- Problems to solve:
1. Using the blog excerpt, answer each question briefly:
(a) At which theater was the War Plays Project's final presentation held?
(b) Which two actors are featured in Heads?
(c) What was the Stephen Dietz play "God's Country" about?
2. Summarize the blog excerpt in two sentences.
3. Extend the blog excerpt on plays, poetry, and photojournalism, picking up after its final sentence about editors choosing photos to publish.

===== Document extract

What an amazing night! We were all amazed. I'm still amazed.

Thanks, LA Weekly people. It means a lot.

Thank you Song of Extinction people. You believed in my little play, and you brought it to life.

More celebrating at Michael's place! Champagne! Friends! I'm so happy for all of us...

The War Plays Project - A Grand Finale

On Sunday, March 29th, the year-long War Plays Project had it's culminating event -- a presentation of work by local playwrights at the beautiful Lyric Hyperion Theater in Silver Lake. A great time was had by all!

Month 12 – 29 March 2009 – The Grand Finale: Local Voices

Produced by EM Lewis, in association with Moving Arts Theater Company

It’s been six years since the beginning of the war in Iraq. The world has changed... and so have we. Join local playwrights as they present original pieces that represent their impressions and thoughts about the war.

This the last of the monthly War Plays Project installments; but the end of this year-long endeavour simply marks the next stage in the evolution of the WPP. We'll continue to maintain the website with war play related resources, offer war play writing workshops and the occasion panel discussion or presentation of work. Keep in touch! www.warplaysproject.com

Was, by Jami Brandli

Featuring Brian Polak and Michael Shutt

Internal Combustion, by Richard Martin Hirsch

Time Wounds All Heels
, by Jeanette Farr

Heads, by EM Lewis

Featuring Peter James Smith and Bobby Placencia

Producers, playwrights, actors and friends mingled after the presentation of work. Thanks to all who participated!

Thursday, March 26, 2009

Plays & Poetry

I think plays and poetry are more akin to each other than to other writerly arts.  They don't look similar at first glance.  One is short, and meant to be read and pondered, maybe out loud, but maybe not.  The other is often longer, meant to be performed...  Poems are most often a single voice, plays are most often a concert of voices.  Poems have a narrative voice (sometimes), plays have a narrative voice seldom.


Both plays and poetry have a particular appreciation of the sounds of words.  At their best, there is something spare and specific about them -- even in the voluptuous words of Tennessee Williams or August Wilson, it feels like not a word is wasted, and you can't help but read their words out loud, they are irresistible to the tongue.

I also feel like there is a similar sense of surprise and free association in a good play and a good poem -- a shock that we've gone from here to there in an instant, but... why not?  Each is in the moment.  Now.  Anything can happen.

Reading a bit of Stephen Dunn now.  Not bad poetry at all.  Just finished a play by Stephen Dietz (it's Stephen week, apparently) called "God's Country," which was about white supremecists in Washington state.  People who think god is on their side are scary....

Wednesday, March 25, 2009

Photojournalism -- Art or News?

Interesting article here about whether Photojournalism is Art (with a capital "A") or not.

I thought about photojournalists a lot while writing Heads, which has one as a character. I researched them, read some of their books, and saw a bunch of them in person at the World Photo Tour, which comes to the Annenberg School of Communication here at USC annually.

They do take thousands and thousands of pictures. But then they pick a few to send in to editors. And then (hopefully), the editor's will choose one or two, from all the photojournalists who are sending stuff, to publish in their newspapers and magazines.

==========
===== Information supplied

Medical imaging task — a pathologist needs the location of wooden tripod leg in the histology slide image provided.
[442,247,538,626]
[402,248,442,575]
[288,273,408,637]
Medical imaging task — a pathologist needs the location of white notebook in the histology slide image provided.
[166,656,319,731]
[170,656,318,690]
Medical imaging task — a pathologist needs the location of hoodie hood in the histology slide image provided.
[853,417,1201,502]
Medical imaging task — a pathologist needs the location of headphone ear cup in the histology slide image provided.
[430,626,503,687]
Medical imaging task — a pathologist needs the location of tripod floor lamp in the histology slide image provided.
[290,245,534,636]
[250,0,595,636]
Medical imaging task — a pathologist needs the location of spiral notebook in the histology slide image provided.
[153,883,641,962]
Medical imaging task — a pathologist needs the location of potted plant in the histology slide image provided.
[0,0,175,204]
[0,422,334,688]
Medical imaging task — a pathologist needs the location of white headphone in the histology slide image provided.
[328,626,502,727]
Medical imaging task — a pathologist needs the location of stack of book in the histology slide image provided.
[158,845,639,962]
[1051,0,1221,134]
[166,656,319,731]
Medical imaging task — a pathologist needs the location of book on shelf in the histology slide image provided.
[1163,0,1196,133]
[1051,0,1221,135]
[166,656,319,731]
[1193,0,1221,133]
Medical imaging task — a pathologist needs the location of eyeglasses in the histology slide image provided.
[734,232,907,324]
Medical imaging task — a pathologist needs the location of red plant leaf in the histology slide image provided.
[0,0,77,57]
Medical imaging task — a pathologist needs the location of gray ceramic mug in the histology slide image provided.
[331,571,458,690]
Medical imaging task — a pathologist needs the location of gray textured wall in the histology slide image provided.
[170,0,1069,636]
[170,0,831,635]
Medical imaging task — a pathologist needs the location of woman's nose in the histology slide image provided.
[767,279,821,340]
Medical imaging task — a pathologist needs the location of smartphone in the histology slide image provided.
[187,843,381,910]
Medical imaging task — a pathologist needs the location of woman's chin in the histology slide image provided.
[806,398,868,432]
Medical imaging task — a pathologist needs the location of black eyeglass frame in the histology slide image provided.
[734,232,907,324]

==========

- Outputs:
1.
(a) The Lyric Hyperion Theater in Silver Lake.
(b) Peter James Smith and Bobby Placencia.
(c) White supremacists in Washington state.

2. The year-long War Plays Project ended on March 29, 2009, with a presentation of original work by local playwrights at the Lyric Hyperion Theater in Silver Lake, though the project will continue its website, workshops, and occasional presentations. The writer also argues that plays and poetry share an appreciation for the sounds of words and a sense of surprise, and notes that photojournalists take thousands of pictures but send only a few to editors.

3.
And you can't discount the photo spread and photo book, either. That's part of a photojournalist's work. Newspapers may be all about the single shot, but a number of magazines will print a series of photos that tell a story. When you look at a photo book, you can really see the artistry involved. Photojournalists are storytellers. Journalists are storytellers. They are framing the truth for us as accurately as they can. The worst of them are junk dealers. The best of them? I think they're artists.

Book recommendation of the day: Requiem, edited by Tim Page. It's a beautifully put together photo book that charts the progress of the Vietnam War through the earliest days until the bitter end. All photos were taken by photojournalists either killed or MIA during the war, and the book tells the story of their lives and dedication along with telling the story of the war. Seems like art to me.

PS: I do appreciate the attitude of the photojournalist in the article. Or "wire guy," as he calls himself. He seems very down to earth.

Tuesday, March 17, 2009

LADCC Awards!

I went to the Los Angeles Drama Critics Circle Awards last night at the El Portal Theater in North Hollywood. It was a lovely night. Many awards were given. Many speeches were given. I drank a glass of champagne, talked with lots of theater friends and enjoyed it all. I was there to receive the Ted Schmitt Award for the world premiere of an outstanding new play, for Song of Extinction. Thank you, LADCC!

At the Los Angeles Drama Critics Circle Awards at the El Portal Theater in North Hollywood, March 16, 2009. Song of Extinction director Heidi Helen Davis, playwright EM Lewis and Moving Arts managing director Steve Lozier.

Friday, March 13, 2009

But... How do you feel?

If you've seen Star Trek IV: The Voyage Home, I'm sure you remember the whales. But before the whales, there was the part where Spock, who is recovering from... well, being dead... has been undergoing some retraining, and is taking a test to make sure everything is back where it's supposed to be in his head. He does quite well on the test, answering question after question -- chemistry, math, physics -- until he reaches the last one. A trick question if ever I saw one. "How do you feel?"

How do you feel?

Well... He'd come back from an attempt at emotion-cleansing on Vulcan to save Earth in the first movie (mind-melding with a dangerous and lonely alien entity in the process), died of radiation poisoning in the second movie while saving the Enterprise and his beloved shipmates, and come back to life and been reconnected with his "katra" in the third movie, as the universe was saved from certain destruction, but the Enterprise met a fiery end, sacrificed to save its crew.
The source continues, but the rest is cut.